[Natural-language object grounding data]
= = = = = = =
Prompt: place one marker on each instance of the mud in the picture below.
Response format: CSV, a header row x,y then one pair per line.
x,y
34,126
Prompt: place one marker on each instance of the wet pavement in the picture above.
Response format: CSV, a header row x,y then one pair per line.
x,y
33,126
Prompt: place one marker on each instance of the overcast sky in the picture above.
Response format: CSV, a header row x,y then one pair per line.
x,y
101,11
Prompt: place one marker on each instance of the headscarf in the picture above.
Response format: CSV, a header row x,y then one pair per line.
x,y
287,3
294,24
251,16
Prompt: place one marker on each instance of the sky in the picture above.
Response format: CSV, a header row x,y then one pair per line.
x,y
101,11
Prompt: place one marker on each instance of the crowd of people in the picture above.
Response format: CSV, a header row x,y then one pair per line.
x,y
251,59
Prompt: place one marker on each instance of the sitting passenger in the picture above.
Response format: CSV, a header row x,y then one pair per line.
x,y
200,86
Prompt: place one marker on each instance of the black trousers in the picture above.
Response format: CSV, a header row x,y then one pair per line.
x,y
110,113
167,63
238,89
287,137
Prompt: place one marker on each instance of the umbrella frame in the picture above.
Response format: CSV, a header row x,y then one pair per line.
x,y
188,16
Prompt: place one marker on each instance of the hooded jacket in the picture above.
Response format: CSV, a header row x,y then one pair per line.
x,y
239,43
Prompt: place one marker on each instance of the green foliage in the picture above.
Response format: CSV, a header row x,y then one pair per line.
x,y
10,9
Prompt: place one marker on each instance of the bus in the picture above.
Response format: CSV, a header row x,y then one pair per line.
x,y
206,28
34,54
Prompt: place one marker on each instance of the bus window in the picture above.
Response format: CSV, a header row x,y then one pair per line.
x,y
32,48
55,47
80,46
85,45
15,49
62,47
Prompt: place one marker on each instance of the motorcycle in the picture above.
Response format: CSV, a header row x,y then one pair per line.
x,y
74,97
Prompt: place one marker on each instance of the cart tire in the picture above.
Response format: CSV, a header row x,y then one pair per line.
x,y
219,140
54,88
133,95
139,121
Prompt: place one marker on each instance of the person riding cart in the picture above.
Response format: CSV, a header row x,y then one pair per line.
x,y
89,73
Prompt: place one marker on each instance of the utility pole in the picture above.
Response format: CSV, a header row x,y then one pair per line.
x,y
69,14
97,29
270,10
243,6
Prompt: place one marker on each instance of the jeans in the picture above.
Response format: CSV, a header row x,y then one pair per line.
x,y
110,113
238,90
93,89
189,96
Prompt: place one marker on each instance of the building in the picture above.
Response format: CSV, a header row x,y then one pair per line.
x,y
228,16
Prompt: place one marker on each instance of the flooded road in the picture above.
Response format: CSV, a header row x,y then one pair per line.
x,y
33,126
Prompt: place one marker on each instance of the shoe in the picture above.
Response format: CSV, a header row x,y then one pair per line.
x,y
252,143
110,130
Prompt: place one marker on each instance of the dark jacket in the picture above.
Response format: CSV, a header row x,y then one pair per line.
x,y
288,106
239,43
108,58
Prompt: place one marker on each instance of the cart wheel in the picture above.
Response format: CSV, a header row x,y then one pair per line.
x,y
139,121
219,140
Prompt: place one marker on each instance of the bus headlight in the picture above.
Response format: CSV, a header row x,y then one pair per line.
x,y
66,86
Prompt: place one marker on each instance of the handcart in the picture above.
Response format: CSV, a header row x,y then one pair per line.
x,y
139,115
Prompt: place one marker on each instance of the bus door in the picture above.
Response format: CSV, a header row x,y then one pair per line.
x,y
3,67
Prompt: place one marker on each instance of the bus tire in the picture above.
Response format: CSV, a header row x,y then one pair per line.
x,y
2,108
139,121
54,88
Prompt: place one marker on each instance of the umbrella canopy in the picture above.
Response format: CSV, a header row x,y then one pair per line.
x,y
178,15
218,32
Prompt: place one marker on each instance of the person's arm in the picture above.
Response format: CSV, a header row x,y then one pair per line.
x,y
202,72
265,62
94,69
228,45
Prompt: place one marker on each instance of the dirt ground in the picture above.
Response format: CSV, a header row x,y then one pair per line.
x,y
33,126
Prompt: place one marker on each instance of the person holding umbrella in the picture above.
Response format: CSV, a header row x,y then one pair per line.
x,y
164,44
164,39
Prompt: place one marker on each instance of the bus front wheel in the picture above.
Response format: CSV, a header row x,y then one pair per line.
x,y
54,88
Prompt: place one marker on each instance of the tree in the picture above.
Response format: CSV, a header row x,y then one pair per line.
= = = = = = =
**Work item**
In the data above, find the line that contains "Prompt: place one marker on each instance of the crowd", then reproduce exactly every line from the first line through that line.

**Response to this task**
Prompt: place one marker on each instance of the mud in the picture below.
Response format: CSV, a header row x,y then one pair per line.
x,y
34,126
Prompt: place one marker on each instance of the wet pavement in the picture above.
Response format: CSV, a header row x,y then one pair per line.
x,y
33,126
Prompt: place one marker on each instance of the overcast sky in the picture above.
Response format: CSV, a header row x,y then one pair per line.
x,y
101,11
Prompt: place one marker on each instance of the headscarf in the picture above.
Response format: CSV, a header row x,y then one pair per line.
x,y
287,3
294,24
251,16
Prompt: place one marker on each instance of the sky in the picture above.
Response format: CSV, a header row x,y then one pair per line.
x,y
101,11
Prompt: place one marker on each instance of the crowd of people in the picture above.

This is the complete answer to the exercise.